• QUOTED PASSAGE:
The San Diego Community College District (SDCCD) is a public community college district in San Diego, California. The SDCCD is one of the five community college districts in San Diego County and part of the California Community Colleges system. Under the California Master Plan for Higher Education, the California Community Colleges system is a part of the state's three-tier public higher education system, which also includes the University of California system and California State University system.

The San Diego Community College District consists of three two-year, associate degree-awarding campuses: San Diego City College, San Diego Mesa College, and San Diego Miramar College; and seven San Diego Continuing Education campuses: César Chávez, CE at Mesa College, CE at Miramar College, Educational Cultural Complex (ECC), Mid-City, North City, and West City. San Diego Mesa College also offers a bachelor's degree in health information management. SDCCD is one of the 73 districts containing the 112 public community colleges in the state of California.

The three two-year, associate degree-awarding community colleges are accredited by the Accrediting Commission for Community and Junior Colleges (ACCJC).

Serving more than 102,000 students, it is one of the largest community college districts in the state of California and in the United States. City College became the third community college in the state and Mesa College is one of the largest in the state today.

History

Community college education in San Diego can be traced to 1914 when the Board of Education of the San Diego City Schools authorized postsecondary classes for the youth of San Diego. Classes opened that fall at San Diego High School with four faculty members and 35 students, establishing San Diego City College.

In 1921, City College moved from the high school to share facilities with the State Normal School, the four-year teachers' college which, in 1898, became San Diego State University.  For 25 years, the Junior College program remained at San Diego State University.  During this period, in 1938, the San Diego Vocational Junior College was established to offer training in technical-vocational skills to post high school students.  The following year, the San Diego Evening Junior College was set up to provide college classes in the evening for adults who were unable to attend classes during the day.

In 1946, City College moved back to San Diego High School and reorganized into three branches: San Diego Vocational High School, San Diego College Arts and Sciences, and San Diego Evening Junior College.  City College continued to grow during the 1950s and 60s as land was acquired to allow expansion through various blocks of today's northeast Downtown San Diego.

In 1964, San Diego Mesa College was opened to 1,800 students. Five years later, in 1969, San Diego Miramar College opened on 140 acres in what was then undeveloped land north of the Miramar Naval Air Station, now known as Mira Mesa. Unlike City and Mesa Colleges which offered a wide range of general education classes, Miramar College began by concentrating on law enforcement and fire science training. It has since broadened its curriculum to include the general education college courses needed by students in the rapidly growing northern area of the city, as well as new transfer and vocational programs.

• DATA FOR THE TASK:
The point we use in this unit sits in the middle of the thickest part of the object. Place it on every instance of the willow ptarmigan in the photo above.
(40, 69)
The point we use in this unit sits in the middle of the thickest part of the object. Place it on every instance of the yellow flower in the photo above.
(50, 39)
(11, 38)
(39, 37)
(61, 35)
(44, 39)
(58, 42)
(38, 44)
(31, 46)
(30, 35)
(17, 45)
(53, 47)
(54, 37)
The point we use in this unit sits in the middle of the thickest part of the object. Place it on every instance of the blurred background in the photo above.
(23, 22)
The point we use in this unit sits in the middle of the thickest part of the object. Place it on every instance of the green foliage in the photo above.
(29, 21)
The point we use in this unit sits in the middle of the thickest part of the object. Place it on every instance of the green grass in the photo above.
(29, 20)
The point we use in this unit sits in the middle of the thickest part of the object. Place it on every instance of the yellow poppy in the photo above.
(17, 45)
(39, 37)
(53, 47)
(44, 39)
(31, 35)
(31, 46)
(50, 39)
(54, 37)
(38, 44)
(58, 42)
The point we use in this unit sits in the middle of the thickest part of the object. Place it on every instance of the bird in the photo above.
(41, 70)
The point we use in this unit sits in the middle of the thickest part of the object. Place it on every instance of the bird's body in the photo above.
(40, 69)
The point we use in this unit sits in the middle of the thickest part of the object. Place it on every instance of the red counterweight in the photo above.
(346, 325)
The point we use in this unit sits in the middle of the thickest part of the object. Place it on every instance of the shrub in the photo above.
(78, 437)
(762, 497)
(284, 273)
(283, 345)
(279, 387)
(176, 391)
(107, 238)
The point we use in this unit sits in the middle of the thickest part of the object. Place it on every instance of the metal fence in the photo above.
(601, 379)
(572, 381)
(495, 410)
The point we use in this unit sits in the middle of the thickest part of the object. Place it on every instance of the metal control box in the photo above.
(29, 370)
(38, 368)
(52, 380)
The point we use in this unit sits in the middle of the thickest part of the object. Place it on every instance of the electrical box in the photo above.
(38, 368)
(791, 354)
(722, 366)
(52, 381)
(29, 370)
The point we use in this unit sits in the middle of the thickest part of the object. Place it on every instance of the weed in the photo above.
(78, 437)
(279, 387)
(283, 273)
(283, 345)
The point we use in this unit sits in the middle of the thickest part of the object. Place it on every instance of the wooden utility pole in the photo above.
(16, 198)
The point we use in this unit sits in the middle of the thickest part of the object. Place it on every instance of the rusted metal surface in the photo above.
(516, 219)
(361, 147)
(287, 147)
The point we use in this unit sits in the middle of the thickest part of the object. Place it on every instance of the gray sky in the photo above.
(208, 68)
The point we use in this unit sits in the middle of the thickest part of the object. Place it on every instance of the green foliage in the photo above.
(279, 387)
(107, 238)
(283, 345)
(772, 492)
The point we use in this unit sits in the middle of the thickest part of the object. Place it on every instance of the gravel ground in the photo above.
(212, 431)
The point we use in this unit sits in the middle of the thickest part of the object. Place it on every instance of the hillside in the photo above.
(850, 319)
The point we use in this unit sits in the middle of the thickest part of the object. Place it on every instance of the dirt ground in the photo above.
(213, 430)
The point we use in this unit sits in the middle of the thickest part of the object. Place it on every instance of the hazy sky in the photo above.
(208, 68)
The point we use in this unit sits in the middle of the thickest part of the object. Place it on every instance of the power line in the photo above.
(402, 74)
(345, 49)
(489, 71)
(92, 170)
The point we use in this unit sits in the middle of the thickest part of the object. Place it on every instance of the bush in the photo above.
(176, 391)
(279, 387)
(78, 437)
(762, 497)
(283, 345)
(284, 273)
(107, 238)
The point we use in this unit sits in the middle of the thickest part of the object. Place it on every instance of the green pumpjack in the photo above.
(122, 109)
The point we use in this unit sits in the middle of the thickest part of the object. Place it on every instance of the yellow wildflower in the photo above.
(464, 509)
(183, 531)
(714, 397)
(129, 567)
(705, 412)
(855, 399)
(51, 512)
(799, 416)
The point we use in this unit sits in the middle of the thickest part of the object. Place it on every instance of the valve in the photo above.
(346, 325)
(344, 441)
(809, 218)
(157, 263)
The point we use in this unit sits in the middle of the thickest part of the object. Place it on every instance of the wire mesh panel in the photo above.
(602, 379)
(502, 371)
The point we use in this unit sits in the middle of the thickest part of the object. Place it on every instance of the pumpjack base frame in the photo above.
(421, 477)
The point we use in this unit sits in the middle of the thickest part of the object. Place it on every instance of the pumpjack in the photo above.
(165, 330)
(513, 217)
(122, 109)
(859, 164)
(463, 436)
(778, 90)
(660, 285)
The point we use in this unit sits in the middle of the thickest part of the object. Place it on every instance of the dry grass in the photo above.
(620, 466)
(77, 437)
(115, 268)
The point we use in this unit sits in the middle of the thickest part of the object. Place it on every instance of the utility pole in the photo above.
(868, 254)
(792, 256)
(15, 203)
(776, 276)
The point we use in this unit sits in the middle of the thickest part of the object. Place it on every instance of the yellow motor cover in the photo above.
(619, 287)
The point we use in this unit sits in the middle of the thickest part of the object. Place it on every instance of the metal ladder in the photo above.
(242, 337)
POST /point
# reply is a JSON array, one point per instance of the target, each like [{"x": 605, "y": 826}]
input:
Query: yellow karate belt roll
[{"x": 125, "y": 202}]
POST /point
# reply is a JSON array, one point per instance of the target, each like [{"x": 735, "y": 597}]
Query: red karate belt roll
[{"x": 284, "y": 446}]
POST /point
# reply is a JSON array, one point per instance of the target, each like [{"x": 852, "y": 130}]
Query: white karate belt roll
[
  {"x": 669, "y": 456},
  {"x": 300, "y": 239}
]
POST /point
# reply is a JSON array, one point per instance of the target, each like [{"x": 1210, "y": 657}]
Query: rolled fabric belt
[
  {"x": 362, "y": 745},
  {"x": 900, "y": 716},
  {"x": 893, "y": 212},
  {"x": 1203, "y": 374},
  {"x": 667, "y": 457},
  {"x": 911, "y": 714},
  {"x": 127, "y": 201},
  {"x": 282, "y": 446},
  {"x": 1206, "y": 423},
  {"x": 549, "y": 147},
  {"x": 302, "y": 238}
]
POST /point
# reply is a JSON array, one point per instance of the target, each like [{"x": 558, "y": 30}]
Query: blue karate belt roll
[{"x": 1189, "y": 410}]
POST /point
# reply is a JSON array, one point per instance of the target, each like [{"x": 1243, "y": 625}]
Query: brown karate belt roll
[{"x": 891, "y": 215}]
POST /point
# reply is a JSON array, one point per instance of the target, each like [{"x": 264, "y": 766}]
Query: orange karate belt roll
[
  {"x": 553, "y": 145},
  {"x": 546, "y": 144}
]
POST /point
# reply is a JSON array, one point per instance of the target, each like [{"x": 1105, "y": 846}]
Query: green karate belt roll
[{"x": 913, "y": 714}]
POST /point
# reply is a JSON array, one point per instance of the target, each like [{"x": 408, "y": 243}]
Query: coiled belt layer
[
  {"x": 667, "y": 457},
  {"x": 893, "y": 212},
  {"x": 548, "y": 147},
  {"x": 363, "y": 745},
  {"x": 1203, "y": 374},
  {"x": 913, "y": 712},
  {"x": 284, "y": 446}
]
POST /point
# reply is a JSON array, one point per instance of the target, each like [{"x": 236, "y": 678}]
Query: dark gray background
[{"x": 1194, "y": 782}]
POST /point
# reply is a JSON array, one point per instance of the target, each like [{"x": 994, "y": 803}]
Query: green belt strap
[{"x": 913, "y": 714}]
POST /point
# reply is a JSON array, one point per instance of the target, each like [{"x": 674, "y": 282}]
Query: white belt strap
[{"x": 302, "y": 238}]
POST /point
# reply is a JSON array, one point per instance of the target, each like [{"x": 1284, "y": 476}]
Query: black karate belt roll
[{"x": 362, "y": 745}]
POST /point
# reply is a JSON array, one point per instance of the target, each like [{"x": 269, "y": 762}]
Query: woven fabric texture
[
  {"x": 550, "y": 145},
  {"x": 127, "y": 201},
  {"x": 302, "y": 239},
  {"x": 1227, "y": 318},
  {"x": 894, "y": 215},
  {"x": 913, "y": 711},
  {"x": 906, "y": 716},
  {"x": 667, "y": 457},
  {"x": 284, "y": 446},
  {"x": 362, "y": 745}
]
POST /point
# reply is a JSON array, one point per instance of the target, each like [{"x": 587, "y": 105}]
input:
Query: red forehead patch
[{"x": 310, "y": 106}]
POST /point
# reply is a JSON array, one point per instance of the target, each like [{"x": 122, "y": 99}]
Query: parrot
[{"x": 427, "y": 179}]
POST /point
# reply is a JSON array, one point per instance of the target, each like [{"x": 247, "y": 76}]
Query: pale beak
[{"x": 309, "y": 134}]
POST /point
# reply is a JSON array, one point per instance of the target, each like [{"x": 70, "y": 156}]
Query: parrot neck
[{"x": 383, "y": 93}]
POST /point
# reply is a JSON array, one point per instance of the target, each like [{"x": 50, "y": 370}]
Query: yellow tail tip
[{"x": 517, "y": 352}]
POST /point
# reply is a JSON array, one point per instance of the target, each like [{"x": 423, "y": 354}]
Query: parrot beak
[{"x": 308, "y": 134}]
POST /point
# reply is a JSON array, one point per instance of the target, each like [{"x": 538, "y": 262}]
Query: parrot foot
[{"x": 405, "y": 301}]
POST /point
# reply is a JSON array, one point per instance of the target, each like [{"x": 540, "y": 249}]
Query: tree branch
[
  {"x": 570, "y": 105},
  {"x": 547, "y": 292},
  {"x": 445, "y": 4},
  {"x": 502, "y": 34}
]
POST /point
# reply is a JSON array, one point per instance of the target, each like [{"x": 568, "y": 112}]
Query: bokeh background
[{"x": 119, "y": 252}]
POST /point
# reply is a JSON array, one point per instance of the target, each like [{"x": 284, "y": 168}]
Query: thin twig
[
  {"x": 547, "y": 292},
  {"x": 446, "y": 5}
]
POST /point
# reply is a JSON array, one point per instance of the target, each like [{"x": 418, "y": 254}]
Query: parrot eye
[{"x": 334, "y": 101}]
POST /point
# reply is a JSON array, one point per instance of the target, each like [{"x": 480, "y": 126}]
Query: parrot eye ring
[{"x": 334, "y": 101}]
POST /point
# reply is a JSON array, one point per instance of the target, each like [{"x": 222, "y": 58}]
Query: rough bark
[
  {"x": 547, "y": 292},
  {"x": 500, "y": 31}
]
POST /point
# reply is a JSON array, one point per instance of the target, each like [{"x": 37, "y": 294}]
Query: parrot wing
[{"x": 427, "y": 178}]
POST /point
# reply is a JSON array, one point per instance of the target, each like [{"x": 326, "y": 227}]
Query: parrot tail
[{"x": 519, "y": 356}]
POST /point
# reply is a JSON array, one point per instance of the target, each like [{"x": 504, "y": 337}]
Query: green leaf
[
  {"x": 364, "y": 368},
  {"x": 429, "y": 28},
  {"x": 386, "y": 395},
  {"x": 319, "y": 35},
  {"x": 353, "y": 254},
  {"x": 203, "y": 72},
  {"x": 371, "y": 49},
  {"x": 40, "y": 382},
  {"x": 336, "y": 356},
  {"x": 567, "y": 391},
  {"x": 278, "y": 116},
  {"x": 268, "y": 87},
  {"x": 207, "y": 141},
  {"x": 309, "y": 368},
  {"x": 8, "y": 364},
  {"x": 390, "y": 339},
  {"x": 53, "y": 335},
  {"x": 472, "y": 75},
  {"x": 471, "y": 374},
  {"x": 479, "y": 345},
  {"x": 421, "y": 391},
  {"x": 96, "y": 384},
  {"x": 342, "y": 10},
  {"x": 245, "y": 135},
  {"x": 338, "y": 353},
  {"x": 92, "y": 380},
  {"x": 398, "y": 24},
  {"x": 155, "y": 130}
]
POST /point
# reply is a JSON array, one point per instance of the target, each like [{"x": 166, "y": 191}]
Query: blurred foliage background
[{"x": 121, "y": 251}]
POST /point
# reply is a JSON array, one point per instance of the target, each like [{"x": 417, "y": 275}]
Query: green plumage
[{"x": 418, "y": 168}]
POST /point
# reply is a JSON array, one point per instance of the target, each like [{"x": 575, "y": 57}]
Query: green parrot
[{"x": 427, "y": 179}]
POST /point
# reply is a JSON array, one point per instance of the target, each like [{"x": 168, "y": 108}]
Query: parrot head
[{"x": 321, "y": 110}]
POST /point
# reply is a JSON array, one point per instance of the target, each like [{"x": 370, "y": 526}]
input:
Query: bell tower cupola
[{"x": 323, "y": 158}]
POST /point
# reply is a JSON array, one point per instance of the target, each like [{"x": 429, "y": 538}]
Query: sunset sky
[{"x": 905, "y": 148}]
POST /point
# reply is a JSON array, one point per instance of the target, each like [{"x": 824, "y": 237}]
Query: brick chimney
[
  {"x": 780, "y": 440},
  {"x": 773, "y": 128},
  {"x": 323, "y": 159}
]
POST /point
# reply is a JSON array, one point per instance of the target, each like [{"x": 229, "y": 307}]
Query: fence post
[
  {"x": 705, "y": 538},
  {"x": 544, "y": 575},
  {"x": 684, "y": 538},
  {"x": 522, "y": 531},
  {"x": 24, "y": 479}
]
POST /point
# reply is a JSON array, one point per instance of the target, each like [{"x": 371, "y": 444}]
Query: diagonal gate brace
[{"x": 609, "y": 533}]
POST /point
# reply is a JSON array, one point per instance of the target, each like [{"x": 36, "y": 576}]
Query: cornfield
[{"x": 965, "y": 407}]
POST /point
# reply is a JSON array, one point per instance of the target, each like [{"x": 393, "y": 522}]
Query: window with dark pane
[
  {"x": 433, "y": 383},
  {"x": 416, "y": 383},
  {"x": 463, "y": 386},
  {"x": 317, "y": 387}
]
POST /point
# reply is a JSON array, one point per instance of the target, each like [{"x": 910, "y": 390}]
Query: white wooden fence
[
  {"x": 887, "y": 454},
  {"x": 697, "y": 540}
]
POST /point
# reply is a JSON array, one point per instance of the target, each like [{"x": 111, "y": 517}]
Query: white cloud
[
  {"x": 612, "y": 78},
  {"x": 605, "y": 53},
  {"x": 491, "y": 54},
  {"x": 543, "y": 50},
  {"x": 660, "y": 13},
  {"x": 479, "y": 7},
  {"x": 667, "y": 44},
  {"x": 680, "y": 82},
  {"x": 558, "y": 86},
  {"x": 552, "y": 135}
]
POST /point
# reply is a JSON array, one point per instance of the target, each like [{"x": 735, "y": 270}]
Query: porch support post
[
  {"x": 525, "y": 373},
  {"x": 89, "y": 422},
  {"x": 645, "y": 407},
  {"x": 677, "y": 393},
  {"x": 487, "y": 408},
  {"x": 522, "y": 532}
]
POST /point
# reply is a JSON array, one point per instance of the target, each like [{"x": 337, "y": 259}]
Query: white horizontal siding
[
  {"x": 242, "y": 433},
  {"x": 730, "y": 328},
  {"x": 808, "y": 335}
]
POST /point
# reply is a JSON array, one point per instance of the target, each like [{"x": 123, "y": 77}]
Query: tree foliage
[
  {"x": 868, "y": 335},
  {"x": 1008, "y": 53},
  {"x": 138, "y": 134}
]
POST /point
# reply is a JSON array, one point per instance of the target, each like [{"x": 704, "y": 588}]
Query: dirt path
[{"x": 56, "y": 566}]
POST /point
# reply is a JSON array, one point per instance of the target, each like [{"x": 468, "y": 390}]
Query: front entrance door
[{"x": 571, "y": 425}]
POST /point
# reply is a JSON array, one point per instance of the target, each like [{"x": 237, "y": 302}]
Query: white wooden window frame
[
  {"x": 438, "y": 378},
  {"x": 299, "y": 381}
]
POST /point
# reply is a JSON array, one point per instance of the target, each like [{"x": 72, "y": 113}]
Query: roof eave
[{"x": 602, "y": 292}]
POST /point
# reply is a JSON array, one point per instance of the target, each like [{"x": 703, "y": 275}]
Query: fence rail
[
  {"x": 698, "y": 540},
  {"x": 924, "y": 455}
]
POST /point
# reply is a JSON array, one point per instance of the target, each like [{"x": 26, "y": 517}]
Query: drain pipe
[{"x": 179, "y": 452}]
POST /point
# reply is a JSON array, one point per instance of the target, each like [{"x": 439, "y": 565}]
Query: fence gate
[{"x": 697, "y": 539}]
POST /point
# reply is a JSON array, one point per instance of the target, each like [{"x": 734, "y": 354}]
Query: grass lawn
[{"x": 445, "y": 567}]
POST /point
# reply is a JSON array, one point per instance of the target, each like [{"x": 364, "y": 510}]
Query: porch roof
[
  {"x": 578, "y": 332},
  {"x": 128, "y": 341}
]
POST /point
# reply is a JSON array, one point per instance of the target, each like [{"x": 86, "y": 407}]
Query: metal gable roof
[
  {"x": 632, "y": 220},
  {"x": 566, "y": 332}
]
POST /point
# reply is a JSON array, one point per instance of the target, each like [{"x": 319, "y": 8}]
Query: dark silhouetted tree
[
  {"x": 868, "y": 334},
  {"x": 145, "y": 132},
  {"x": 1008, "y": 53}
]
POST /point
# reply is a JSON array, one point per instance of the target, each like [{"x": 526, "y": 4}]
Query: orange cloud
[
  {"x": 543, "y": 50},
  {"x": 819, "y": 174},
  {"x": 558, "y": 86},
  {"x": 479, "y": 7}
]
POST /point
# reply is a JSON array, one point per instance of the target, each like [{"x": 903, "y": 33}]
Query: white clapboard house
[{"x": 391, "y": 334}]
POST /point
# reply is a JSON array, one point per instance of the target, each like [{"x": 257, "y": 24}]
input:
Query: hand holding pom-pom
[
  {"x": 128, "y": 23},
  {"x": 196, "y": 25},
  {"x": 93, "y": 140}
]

• DIRECTIVES:
1) Tally the lines of the listing that contain the string "blurred", treating case as significant, and give only the number.
2) Resume the text on the San Diego Community College District from the point where it stops.
The text and the listing were taken from separate sources.

• ANSWERS:
1) 2

2)
In November 1972, the voters approved separating the San Diego Community College District from the San Diego Unified School District.  The first election of community college district trustees was held in November 1973.

The year 1976 brought the opening of a unique district campus, the Educational Cultural Complex, dedicated to offering both college and continuing education classes to the multicultural population surrounding its Ocean View Boulevard site. In 1979-80 the administration of the Evening College program was merged with those of the day college programs at San Diego City, San Diego Mesa, and San Diego Miramar Colleges.  With both college and Continuing Education programs, as well as extensive educational programs at military bases across the nation, the San Diego Community College District became second-largest community college district in California.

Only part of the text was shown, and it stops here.